**What to work on:** Gather every line below that contains the word "stabilizer", matching case exactly.

**Records provided:**
----------------

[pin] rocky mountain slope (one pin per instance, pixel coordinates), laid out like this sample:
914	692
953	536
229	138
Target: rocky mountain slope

----------------

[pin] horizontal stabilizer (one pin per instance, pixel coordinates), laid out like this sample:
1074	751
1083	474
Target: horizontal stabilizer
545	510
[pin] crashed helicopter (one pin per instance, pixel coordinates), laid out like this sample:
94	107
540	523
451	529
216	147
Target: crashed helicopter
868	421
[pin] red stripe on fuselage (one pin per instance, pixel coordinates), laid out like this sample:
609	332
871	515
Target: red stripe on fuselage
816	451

----------------

**Answer to the problem:**
[pin] horizontal stabilizer (one pin per instance, pixel coordinates), laid out like this sample:
Target: horizontal stabilizer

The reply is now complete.